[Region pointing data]
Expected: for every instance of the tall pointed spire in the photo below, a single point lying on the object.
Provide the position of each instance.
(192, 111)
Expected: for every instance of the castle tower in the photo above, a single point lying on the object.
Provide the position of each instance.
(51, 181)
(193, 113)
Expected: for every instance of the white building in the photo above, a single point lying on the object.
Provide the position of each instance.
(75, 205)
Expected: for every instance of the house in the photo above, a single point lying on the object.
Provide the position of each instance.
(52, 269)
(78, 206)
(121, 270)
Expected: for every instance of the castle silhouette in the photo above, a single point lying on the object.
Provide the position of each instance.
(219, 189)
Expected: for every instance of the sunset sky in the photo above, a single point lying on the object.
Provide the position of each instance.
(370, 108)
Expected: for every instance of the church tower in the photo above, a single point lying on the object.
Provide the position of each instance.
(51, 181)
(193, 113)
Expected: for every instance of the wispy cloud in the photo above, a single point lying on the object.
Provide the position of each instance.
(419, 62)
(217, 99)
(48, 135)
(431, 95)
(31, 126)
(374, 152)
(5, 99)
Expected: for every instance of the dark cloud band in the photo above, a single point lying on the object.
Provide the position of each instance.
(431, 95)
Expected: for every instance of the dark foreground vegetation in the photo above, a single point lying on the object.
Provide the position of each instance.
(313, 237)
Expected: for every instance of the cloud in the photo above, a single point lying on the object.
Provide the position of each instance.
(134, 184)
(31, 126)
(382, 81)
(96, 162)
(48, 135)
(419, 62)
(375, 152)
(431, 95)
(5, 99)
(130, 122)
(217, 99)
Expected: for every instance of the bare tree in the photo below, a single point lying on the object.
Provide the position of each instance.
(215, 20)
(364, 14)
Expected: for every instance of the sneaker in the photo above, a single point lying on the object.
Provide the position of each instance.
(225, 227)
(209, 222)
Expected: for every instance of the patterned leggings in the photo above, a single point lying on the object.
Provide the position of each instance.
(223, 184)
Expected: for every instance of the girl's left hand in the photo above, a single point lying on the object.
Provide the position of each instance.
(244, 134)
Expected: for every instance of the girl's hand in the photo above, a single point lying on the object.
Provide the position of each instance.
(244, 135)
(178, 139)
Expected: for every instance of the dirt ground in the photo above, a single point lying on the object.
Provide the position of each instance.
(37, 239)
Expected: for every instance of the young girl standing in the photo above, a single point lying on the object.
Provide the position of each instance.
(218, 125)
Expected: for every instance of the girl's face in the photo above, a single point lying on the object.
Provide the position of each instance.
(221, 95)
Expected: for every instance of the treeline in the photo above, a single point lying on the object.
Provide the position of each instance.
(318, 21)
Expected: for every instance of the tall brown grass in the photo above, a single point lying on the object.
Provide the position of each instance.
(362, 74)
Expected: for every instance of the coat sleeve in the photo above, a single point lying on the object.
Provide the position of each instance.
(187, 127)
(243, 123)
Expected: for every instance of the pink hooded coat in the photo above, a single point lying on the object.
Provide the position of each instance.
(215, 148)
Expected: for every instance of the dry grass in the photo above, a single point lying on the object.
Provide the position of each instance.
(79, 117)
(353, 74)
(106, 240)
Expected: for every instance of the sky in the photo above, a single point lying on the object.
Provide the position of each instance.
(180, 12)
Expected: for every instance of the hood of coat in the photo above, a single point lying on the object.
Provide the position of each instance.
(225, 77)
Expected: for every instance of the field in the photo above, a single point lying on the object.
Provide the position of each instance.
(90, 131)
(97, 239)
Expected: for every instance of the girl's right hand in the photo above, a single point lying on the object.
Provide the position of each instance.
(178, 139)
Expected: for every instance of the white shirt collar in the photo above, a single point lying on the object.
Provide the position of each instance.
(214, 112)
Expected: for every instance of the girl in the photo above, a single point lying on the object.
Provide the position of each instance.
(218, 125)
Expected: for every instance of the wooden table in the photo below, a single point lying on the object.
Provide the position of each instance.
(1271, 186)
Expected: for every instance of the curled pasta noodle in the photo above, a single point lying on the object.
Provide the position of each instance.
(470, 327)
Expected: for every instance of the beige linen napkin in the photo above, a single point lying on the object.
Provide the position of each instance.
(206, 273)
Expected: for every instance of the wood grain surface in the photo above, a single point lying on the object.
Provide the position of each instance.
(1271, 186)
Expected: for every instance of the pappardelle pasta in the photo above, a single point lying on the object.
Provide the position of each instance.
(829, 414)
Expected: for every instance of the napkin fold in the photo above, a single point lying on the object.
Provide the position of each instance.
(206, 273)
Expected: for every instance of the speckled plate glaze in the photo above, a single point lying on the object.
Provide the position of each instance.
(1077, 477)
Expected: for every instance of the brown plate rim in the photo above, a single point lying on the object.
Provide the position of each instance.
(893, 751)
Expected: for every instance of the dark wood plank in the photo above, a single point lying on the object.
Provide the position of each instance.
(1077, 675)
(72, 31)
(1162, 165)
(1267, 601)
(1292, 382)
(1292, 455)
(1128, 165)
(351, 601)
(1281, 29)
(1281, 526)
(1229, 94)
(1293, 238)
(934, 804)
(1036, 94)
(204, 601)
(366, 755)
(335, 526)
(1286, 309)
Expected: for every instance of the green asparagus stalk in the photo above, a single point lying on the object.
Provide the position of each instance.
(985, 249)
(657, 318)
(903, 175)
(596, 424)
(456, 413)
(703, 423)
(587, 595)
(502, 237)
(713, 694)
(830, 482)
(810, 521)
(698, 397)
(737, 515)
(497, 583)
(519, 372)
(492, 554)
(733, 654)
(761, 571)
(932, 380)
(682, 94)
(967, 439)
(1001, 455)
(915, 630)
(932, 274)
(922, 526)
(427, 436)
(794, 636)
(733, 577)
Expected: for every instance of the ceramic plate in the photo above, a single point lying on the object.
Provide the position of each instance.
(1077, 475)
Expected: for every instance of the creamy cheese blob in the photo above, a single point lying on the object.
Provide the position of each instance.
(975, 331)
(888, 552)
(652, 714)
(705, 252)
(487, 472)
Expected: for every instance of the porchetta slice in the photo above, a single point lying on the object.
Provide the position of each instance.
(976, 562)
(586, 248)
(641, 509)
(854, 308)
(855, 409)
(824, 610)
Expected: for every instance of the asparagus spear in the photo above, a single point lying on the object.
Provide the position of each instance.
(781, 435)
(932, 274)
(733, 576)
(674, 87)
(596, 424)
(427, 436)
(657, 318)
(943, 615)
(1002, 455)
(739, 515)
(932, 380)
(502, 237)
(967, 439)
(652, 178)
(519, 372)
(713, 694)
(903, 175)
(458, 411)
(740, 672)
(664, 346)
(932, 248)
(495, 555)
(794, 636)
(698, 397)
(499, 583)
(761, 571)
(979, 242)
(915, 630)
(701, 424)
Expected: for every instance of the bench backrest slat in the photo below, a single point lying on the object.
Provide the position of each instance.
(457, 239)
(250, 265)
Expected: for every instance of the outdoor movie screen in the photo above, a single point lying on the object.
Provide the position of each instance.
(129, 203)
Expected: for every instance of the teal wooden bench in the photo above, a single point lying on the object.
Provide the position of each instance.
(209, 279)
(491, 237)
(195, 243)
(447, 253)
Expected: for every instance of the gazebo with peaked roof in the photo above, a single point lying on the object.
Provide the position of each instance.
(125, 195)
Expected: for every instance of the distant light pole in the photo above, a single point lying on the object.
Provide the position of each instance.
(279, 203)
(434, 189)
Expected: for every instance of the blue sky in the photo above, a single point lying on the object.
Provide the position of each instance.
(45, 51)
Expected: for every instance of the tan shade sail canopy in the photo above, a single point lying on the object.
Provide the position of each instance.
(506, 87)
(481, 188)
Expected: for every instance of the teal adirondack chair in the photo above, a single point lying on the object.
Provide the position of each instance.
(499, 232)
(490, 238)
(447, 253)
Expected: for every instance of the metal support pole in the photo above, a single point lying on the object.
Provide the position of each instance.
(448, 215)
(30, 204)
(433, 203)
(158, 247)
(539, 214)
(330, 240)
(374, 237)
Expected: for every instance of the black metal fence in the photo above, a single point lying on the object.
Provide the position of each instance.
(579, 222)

# Action item:
From the data above, copy each line with the string "cloud" in it.

# Response to this task:
Expected: for every instance of the wispy cloud in the photo above, a single point lying on the object.
Expected: for every instance of the dark cloud band in the photo above, a single point lying on the object.
Expected: for every instance of the cloud in the photo above, a single point lying on the object.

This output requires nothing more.